Material provided:

--- START ---

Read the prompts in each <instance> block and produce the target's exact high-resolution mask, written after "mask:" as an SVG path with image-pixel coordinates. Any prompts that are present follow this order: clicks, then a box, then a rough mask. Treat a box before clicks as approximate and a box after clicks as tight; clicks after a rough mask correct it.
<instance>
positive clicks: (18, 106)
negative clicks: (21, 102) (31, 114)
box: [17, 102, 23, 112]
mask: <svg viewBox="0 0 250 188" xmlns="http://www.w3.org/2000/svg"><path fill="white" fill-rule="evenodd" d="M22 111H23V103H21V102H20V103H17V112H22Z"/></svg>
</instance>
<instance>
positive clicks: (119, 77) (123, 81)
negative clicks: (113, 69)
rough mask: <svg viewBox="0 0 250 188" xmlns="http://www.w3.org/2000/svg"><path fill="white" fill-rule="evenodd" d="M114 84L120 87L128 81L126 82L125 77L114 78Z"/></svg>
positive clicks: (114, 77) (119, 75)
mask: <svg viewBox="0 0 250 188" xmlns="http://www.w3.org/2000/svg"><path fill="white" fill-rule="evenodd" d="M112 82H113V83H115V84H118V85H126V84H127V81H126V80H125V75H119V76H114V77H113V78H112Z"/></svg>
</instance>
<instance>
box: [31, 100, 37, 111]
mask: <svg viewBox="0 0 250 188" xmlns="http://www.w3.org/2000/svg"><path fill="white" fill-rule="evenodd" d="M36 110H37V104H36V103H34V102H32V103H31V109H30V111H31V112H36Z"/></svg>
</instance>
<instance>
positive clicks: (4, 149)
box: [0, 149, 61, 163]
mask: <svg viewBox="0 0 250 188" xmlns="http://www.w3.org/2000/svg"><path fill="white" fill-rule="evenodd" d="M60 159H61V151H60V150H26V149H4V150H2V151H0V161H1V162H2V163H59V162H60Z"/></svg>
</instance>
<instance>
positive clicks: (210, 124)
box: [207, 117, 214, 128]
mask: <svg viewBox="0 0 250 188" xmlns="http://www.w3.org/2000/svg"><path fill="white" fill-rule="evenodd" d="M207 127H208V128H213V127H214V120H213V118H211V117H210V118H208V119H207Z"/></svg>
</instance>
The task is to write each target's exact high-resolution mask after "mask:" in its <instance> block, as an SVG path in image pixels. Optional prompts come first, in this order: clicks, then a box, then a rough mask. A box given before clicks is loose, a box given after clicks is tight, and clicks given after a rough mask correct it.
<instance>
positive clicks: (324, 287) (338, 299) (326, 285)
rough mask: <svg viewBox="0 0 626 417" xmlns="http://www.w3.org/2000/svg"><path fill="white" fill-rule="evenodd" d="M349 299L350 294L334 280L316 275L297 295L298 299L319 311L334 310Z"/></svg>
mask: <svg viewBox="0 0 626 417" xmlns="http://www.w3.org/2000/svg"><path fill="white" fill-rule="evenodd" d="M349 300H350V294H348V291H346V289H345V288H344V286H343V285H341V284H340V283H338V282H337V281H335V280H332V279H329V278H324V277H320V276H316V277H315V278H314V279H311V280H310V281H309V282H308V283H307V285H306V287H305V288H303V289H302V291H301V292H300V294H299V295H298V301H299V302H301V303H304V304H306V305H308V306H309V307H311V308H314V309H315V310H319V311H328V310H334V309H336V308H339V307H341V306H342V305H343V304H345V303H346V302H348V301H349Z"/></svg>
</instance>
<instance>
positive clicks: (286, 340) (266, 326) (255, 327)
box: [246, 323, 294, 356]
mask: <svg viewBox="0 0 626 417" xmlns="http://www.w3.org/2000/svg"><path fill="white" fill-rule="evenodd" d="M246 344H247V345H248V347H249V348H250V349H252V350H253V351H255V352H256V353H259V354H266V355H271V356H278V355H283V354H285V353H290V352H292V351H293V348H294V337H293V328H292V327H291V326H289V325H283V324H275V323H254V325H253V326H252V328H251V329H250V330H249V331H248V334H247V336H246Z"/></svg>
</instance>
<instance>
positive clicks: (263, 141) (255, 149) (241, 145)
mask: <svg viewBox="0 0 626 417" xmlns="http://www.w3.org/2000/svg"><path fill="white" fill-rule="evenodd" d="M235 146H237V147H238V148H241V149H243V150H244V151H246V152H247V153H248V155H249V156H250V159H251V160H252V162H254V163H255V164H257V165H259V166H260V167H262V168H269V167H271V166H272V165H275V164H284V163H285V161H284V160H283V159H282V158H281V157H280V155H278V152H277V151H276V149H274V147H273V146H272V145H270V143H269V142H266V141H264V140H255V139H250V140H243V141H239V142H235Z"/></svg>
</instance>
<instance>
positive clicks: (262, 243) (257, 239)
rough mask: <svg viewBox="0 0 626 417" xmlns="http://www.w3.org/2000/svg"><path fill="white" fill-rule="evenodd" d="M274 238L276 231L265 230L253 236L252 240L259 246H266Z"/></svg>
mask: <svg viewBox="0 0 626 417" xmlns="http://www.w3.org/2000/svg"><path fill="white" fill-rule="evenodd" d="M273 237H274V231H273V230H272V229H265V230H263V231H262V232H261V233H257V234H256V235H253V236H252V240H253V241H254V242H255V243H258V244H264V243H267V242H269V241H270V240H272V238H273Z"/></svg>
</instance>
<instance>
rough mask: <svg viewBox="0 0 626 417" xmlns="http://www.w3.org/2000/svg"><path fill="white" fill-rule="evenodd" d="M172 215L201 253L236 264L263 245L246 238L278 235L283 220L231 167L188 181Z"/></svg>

--- END ---
--- START ---

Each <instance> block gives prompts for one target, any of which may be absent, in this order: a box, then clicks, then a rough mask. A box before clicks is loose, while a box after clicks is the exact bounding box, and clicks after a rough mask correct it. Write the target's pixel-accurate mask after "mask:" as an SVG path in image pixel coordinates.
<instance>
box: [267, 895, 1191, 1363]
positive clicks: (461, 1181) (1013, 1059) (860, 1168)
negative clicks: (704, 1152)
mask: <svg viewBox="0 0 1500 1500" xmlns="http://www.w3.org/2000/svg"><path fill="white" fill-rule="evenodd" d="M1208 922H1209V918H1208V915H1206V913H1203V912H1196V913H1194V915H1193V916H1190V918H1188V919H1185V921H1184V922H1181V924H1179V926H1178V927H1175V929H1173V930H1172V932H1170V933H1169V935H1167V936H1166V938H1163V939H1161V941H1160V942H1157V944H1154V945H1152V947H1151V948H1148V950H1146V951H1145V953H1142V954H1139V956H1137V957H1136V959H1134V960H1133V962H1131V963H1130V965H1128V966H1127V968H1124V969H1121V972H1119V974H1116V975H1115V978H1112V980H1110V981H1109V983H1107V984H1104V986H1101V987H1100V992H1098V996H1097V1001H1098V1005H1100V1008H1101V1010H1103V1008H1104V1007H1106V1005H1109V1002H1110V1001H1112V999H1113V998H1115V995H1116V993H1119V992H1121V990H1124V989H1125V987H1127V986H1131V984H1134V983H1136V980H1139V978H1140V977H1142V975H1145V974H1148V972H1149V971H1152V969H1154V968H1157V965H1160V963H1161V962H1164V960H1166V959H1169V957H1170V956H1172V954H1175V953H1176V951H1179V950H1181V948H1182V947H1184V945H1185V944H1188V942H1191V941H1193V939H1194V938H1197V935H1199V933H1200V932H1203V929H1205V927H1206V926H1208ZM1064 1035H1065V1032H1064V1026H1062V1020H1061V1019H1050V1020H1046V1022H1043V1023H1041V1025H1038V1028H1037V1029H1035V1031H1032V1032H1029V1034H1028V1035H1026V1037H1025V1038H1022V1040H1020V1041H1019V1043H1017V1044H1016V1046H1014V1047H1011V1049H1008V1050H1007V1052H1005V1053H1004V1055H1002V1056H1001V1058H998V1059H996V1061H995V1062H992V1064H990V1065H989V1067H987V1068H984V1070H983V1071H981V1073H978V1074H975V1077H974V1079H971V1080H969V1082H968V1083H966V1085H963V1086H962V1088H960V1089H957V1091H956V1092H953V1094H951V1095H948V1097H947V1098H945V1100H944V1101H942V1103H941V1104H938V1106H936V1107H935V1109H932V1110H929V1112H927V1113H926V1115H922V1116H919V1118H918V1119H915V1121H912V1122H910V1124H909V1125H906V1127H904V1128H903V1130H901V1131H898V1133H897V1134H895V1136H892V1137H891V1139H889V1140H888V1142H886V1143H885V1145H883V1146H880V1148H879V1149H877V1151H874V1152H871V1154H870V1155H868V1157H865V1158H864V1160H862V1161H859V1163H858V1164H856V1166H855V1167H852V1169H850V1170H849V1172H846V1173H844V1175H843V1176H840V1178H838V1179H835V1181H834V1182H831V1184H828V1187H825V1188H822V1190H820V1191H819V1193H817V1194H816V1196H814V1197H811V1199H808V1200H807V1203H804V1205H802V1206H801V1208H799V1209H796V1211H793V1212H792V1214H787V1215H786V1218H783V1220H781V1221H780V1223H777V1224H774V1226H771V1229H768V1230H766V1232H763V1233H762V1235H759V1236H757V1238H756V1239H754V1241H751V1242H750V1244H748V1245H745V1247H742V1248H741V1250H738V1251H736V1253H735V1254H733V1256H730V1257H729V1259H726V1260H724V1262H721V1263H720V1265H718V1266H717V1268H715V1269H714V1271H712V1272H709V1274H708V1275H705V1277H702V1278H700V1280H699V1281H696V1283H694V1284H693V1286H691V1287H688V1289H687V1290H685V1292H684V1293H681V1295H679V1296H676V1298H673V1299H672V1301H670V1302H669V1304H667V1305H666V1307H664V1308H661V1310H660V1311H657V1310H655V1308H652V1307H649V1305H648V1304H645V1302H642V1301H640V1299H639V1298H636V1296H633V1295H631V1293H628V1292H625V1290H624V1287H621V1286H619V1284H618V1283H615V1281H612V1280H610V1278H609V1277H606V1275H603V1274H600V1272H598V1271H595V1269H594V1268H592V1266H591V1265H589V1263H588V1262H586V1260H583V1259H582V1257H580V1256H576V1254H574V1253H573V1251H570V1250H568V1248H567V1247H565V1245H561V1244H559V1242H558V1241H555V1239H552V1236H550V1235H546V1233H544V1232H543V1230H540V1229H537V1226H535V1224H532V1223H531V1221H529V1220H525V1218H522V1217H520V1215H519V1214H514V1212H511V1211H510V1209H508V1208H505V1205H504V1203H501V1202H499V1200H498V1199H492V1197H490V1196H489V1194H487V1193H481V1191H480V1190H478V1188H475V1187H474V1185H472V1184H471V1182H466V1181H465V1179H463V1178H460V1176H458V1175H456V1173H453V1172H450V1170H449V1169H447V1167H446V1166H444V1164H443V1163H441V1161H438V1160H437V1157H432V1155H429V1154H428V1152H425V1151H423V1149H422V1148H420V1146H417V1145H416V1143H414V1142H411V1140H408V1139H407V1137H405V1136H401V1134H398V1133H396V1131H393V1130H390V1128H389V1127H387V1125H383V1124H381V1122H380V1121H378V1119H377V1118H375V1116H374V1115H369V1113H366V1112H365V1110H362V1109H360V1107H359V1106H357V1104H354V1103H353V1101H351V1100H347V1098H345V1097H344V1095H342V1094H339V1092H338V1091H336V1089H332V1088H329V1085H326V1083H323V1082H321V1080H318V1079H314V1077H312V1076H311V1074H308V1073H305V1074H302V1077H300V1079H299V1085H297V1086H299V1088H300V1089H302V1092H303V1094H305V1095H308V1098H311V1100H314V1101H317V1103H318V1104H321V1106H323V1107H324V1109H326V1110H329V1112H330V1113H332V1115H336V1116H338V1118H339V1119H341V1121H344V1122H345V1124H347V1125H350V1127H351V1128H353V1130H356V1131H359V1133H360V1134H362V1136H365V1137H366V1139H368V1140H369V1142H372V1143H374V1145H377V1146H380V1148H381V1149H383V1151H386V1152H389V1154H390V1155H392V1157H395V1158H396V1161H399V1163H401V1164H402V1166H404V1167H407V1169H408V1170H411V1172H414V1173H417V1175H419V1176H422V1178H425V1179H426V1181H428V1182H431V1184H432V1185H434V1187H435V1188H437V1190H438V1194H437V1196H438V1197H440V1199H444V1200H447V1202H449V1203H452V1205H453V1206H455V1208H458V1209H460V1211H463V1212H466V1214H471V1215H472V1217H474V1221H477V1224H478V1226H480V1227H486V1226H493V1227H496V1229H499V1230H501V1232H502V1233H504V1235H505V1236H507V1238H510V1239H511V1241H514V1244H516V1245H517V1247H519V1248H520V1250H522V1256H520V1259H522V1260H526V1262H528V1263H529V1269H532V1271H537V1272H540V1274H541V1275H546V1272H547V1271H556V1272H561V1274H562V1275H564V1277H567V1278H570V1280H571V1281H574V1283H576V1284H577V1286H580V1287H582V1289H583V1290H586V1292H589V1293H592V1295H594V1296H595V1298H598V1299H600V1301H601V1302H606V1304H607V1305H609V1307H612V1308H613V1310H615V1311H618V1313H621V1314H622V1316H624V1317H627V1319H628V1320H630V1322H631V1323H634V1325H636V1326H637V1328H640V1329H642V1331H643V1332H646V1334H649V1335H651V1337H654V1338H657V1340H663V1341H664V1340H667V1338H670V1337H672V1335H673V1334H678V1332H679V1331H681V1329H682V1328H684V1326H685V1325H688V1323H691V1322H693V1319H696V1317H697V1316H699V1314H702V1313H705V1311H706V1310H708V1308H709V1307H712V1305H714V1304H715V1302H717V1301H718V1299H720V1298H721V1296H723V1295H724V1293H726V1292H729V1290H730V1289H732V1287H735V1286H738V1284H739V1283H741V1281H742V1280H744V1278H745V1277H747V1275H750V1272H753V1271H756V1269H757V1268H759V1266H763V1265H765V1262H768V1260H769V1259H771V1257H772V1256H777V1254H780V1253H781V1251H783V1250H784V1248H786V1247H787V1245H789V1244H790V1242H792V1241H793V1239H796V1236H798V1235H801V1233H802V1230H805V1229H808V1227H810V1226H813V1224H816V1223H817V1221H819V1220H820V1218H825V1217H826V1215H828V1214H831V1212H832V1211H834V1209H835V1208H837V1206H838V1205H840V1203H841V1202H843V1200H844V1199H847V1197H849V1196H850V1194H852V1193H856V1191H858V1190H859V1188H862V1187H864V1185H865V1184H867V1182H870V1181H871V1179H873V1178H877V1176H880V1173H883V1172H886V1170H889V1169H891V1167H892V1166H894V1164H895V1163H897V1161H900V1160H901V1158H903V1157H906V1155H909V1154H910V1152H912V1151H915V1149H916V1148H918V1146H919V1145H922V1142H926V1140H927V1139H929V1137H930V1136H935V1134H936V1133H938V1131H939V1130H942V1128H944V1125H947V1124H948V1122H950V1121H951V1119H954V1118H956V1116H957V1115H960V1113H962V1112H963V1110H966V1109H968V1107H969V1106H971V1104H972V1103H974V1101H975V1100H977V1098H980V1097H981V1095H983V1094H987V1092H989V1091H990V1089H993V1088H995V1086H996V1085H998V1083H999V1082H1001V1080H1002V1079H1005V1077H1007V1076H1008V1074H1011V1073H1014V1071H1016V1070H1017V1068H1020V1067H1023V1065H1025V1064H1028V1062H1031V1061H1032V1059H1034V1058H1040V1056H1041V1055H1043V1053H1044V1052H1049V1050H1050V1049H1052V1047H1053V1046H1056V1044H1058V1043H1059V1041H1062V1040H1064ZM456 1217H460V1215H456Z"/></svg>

--- END ---
--- START ---

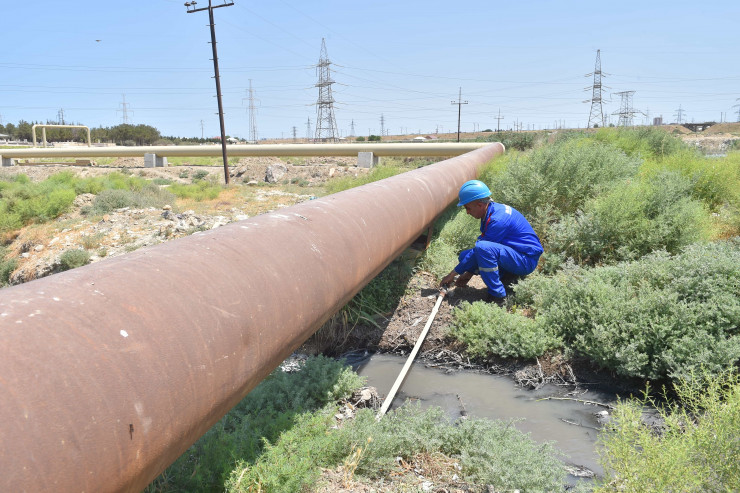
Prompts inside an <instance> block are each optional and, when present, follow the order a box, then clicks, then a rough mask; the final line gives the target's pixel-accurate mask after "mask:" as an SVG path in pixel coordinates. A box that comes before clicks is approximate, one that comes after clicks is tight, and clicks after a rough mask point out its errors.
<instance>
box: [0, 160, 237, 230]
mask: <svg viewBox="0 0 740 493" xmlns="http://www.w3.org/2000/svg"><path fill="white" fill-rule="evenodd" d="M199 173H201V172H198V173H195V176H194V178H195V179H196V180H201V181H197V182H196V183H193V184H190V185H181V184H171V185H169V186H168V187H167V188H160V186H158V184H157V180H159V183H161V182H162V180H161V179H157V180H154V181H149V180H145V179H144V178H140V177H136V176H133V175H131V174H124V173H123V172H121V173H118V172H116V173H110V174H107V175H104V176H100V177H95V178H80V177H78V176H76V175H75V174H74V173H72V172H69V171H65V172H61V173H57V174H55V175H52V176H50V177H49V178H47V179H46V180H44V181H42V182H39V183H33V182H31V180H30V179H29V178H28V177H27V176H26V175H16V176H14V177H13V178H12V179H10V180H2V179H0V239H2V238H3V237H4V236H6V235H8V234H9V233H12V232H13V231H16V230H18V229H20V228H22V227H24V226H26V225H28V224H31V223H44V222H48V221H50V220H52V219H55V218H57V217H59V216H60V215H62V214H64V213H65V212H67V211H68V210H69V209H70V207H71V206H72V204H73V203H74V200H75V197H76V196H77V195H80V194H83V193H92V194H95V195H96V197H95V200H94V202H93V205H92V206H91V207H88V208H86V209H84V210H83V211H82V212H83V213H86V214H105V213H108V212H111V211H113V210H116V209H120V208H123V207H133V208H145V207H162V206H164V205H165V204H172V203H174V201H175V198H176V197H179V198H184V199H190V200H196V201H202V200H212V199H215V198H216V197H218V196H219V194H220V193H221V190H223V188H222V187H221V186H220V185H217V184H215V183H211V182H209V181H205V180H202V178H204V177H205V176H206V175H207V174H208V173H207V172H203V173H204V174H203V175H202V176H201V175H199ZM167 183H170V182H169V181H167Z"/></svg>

--- END ---

Task:
In the lines from the one containing "Prompts inside an" down to the one containing "box: [0, 160, 237, 230]", substitute "coarse mask" for "rough mask". Return only those lines, with nothing else altered.

Response to this task:
Prompts inside an <instance> block are each optional and, when present, follow the order a box, then clicks, then a coarse mask; the final line gives the target's pixel-accurate mask after "mask:" as an SVG path in pixel coordinates. A box that comes before clicks is approximate, one that comes after clicks is tight, and clicks after a coarse mask point out its errors.
<instance>
box: [0, 160, 237, 230]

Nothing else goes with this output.